Trecho da página ::

※ ※ ※

17 Mai 2019
O Massachusetts Institute of Technology (MIT) finalmente deu um nome à soma de todos os medos sobre a Inteligência Artificial. Em vez de simplesmente se assustar com as máquinas inteligentes, afirmam os pesquisadores do Media Lab do MIT, a sociedade deve estudar algoritmos com uma abordagem multidisciplinar semelhante ao campo da etologia.
O comentário é do teólogo e sacerdote italiano Paolo Benanti, frei franciscano da Terceira Ordem Regular e professor de Teologia Moral da Pontifícia Universidade Gregoriana, em Roma. O artigo foi publicado em Settimana News, 06-05-2019. A tradução é de Moisés Sbardelotto.
Agora sabemos como chamar aquela vasta e inquietante coleção de preocupações sobre a inteligência artificial e sobre a miríade de ameaças temidas, da parcialidade da máquina aos empregos perdidos, passando pelos robôs semelhantes ao Terminator: Machine Behavior.
Esse é o termo que os pesquisadores do Media Lab do Massachusetts Institute of Technology (MIT) propuseram para um novo setor de estudos interdisciplinar para entender como a inteligência artificial evolui e o que ela significa para o ser humano.
O que está em jogo é alto, porque existe uma grande possibilidade para as capacidades humanas de serem amplificadas pelos algoritmos, mas também aparecem muitos perigos.
Comentaristas e estudiosos, falando da inteligência artificial, “estão soando o alarme sobre as vastas e não intencionais consequências dos agentes de inteligência artificial que podem exibir comportamentos e produzir efeitos sociais a jusante – tanto positivos quanto negativos – que são imprevistos pelos seus criadores”. Existe “o medo da potencial perda da supervisão humana sobre as máquinas inteligentes”; existe, ainda, o temor de que o desenvolvimento de “armas autônomas” implique que “as máquinas poderiam determinar quem vive e quem morre em conflitos armados”.

※ ※ ※

Entradas listadas ::
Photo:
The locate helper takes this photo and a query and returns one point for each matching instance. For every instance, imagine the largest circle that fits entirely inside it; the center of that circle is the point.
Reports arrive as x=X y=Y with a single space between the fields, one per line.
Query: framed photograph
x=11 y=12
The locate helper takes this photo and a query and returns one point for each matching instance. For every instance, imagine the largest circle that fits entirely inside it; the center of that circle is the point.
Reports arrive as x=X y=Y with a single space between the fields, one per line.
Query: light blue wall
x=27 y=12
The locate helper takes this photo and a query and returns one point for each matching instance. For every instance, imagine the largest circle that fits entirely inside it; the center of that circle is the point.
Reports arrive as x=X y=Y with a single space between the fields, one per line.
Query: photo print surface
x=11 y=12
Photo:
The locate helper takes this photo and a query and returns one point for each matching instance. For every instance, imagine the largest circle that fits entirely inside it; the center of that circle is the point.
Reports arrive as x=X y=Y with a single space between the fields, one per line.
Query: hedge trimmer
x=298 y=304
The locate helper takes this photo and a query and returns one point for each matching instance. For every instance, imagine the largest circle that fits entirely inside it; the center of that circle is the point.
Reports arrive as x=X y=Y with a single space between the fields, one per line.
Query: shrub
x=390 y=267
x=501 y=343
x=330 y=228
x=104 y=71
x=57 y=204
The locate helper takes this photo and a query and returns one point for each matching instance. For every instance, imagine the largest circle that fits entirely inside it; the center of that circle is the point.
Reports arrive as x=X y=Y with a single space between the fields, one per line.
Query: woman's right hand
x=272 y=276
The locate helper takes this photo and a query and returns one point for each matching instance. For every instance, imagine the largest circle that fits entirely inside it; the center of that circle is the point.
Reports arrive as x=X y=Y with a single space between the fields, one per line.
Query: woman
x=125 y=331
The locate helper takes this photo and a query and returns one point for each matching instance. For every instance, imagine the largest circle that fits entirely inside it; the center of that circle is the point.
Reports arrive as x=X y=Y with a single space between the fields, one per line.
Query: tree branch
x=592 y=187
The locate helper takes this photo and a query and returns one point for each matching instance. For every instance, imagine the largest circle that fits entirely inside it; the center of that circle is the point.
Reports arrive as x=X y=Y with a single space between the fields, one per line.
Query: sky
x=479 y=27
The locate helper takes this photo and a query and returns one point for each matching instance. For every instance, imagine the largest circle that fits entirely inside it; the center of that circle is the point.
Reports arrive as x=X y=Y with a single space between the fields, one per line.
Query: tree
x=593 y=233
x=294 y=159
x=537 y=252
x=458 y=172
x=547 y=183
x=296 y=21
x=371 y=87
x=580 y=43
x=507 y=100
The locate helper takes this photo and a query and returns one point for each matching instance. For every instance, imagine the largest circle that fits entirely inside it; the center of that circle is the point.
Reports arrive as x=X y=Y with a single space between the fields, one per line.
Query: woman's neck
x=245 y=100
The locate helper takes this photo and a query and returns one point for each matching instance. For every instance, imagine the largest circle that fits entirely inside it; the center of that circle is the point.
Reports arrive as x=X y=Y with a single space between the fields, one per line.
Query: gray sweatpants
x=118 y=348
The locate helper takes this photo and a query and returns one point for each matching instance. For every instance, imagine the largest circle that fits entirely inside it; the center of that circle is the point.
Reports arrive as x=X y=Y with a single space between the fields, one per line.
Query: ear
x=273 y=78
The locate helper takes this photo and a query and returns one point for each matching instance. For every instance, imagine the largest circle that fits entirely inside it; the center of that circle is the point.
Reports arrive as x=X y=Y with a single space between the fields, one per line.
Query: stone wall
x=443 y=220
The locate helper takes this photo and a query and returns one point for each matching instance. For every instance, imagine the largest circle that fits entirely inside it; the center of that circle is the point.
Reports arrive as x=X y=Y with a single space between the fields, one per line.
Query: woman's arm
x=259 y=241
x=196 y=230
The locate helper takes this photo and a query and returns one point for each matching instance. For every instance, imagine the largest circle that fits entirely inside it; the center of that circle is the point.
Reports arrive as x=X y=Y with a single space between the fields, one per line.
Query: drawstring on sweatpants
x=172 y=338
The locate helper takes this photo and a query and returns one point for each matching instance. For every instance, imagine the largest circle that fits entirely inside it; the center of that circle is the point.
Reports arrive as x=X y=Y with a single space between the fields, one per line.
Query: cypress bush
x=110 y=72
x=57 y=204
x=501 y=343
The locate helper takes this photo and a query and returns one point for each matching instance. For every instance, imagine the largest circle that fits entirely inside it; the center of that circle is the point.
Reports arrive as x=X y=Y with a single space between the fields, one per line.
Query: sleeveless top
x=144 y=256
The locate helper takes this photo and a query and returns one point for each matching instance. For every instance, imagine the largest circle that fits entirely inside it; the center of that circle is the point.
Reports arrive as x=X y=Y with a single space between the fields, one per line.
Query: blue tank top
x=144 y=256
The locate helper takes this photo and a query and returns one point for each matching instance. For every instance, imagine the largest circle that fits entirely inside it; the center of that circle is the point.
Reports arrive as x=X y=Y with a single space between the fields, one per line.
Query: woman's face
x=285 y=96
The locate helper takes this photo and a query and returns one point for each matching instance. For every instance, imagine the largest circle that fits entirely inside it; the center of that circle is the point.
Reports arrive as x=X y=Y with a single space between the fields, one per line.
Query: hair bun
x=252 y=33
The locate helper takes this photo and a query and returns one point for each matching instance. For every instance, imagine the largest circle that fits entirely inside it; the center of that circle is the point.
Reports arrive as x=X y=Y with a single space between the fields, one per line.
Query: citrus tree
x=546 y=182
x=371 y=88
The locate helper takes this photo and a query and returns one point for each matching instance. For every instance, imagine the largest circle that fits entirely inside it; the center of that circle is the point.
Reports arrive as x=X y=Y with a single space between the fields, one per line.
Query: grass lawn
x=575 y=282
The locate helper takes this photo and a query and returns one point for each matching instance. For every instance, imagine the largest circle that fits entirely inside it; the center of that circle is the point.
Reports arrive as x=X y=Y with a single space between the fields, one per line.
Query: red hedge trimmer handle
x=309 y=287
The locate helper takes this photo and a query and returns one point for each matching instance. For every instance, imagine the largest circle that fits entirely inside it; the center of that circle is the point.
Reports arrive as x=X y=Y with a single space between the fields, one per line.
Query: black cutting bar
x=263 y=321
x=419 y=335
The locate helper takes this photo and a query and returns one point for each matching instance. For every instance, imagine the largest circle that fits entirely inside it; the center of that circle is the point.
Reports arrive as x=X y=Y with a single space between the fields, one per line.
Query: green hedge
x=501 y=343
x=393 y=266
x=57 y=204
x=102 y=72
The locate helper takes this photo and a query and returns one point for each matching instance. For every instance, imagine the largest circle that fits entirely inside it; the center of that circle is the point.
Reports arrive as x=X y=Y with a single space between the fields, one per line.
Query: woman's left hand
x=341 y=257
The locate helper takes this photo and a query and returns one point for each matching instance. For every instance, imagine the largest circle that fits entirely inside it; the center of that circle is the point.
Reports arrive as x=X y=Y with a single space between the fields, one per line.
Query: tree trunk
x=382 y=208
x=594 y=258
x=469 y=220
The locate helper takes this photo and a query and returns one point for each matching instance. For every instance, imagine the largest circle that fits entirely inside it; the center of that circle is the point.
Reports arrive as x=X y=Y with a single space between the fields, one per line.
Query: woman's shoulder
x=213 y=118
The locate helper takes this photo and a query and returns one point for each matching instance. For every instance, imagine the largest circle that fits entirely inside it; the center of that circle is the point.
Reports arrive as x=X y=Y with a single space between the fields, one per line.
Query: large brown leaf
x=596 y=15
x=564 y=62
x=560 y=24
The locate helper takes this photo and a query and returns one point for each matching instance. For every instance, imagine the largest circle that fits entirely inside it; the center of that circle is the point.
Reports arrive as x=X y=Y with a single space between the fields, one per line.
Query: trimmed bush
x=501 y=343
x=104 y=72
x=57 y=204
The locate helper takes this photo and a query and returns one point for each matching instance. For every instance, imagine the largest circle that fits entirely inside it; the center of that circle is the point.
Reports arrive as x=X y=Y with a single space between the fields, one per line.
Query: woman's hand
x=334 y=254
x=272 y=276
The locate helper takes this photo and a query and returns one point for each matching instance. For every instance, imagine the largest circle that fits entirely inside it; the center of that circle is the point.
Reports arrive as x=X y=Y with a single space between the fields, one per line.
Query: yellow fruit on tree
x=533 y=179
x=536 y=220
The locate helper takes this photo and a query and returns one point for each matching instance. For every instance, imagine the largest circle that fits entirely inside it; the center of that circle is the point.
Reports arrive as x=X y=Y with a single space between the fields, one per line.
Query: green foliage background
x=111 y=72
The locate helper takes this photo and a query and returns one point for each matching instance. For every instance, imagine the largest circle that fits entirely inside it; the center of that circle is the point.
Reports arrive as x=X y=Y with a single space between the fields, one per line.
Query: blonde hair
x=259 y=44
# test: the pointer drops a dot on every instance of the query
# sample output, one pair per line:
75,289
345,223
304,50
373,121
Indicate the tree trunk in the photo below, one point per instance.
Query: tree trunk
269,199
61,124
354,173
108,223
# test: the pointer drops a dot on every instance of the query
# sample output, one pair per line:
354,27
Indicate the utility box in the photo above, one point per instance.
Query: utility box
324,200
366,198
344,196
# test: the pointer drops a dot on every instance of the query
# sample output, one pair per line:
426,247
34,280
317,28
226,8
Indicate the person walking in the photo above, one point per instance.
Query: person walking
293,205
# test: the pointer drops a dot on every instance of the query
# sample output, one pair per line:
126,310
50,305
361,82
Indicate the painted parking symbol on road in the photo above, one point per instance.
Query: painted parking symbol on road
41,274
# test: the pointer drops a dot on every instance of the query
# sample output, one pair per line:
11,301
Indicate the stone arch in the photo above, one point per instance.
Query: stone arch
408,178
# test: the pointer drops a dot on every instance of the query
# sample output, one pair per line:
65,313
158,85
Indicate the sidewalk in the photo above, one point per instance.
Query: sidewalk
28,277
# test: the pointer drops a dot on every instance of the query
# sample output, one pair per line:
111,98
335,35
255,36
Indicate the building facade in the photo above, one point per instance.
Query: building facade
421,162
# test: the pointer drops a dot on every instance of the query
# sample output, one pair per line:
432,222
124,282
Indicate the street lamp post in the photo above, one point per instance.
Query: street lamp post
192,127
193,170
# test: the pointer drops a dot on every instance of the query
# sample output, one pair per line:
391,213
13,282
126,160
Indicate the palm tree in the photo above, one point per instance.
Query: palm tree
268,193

※ ※ ※

Atualize o trecho da página começando em "Esse é o termo" e indo até "o ser humano.", com "setor" substituído por "campo".

Esse é o termo que os pesquisadores do Media Lab do Massachusetts Institute of Technology (MIT) propuseram para um novo campo de estudos interdisciplinar para entender como a inteligência artificial evolui e o que ela significa para o ser humano.